» Exercise objective
Can you reproduce, word for word, the part of the review of The Mountain Lion that runs from "Jean Stafford’s second" up to and including "doll-like older sisters."?

» Text under study
The Mountain Lion

August 20th, 2010 by Reviews

 

The Mountain Lion by Jean Stafford

Jean Stafford’s second novel, The Mountain Lion, is a dual coming-of-age story originally published in 1947. Siblings Ralph and Molly Fawcett, the youngest of four children growing up in a suburb of Los Angeles, are the family misfits. Tied together by scarlet fever and its resultant sickliness, the dark-haired, gangly, ugly adolescents are out of place in the company of their snobbish mother and doll-like older sisters.

Ralph and Molly look forward to the annual visits of their step-grandfather Mr. Kenyon, a rich but unrefined rancher, and worship him as a god. Mrs. Fawcett, by contrast, reveres her cultured merchant father Mr. Bonney, associated in the family’s mind with the likes of President Cleveland and Alfred Lord Tennyson and who, “portable, ubiquitous” in his urn, “would always be at hand.”

» Provided records

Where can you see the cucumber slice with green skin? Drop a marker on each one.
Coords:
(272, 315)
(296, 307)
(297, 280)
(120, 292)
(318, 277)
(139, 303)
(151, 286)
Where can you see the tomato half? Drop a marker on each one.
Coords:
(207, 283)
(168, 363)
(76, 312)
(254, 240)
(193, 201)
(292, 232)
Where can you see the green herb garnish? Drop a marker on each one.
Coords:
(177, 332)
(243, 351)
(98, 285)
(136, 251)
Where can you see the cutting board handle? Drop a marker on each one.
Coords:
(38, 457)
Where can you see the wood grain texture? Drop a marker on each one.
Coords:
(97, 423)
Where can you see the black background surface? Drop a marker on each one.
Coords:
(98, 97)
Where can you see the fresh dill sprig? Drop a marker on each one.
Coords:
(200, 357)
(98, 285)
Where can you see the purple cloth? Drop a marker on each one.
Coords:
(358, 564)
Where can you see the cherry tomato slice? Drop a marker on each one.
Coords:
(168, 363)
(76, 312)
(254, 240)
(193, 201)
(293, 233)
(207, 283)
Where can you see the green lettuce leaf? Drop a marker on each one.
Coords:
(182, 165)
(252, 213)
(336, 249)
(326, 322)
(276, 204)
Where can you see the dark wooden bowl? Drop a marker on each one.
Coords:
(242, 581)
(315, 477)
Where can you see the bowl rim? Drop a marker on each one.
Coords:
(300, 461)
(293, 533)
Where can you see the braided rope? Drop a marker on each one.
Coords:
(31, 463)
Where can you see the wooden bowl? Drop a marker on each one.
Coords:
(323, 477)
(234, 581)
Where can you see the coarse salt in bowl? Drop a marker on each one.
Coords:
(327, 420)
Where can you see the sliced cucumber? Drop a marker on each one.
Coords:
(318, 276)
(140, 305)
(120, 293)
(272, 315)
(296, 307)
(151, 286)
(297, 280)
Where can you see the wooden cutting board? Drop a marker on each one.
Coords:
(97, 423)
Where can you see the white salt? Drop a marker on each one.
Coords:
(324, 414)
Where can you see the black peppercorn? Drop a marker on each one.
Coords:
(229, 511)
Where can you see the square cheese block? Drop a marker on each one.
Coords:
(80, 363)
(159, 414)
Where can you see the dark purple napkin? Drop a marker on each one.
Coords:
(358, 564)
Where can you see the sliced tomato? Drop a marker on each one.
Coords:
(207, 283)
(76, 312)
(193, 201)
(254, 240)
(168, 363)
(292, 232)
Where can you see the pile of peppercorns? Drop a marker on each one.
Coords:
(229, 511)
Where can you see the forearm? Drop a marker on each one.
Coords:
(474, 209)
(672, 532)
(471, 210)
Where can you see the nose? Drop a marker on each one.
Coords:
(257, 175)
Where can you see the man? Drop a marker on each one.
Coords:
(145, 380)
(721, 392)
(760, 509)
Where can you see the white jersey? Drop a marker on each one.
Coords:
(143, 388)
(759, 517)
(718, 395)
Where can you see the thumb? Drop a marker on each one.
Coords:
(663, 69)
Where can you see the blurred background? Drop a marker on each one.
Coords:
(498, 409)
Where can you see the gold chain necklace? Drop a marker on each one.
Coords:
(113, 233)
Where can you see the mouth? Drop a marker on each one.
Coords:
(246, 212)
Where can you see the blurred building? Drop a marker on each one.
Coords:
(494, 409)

» Written response
Jean Stafford’s second novel, The Mountain Lion, is a dual coming-of-age story originally published in 1947. Siblings Ralph and Molly Fawcett, the youngest of four children growing up in a suburb of Los Angeles, are the family misfits. Tied together by scarlet fever and its resultant sickliness, the dark-haired, gangly, ugly adolescents are out of place in the company of their snobbish mother and doll-like older sisters.